*What is needed*.
Count the lines of the records below that contain the string "every", treating uppercase and lowercase as different. Give only the number.

*Given records*.
╔══
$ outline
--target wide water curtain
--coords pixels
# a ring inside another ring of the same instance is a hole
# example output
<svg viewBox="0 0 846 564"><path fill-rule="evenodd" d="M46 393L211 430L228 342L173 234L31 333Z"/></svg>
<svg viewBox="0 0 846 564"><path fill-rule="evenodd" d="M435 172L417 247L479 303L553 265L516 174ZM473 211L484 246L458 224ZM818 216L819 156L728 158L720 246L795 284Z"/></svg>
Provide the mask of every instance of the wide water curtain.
╚══
╔══
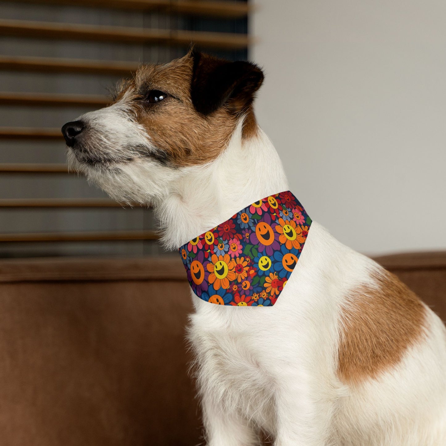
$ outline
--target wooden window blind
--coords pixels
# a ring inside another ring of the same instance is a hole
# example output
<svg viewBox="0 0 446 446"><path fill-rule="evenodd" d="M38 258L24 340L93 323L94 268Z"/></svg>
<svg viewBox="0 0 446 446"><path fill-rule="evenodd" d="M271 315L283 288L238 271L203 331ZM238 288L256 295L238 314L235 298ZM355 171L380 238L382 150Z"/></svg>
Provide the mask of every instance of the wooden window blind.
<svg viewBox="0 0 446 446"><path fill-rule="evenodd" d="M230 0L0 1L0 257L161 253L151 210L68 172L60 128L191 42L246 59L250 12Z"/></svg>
╚══
*Solution to this task*.
2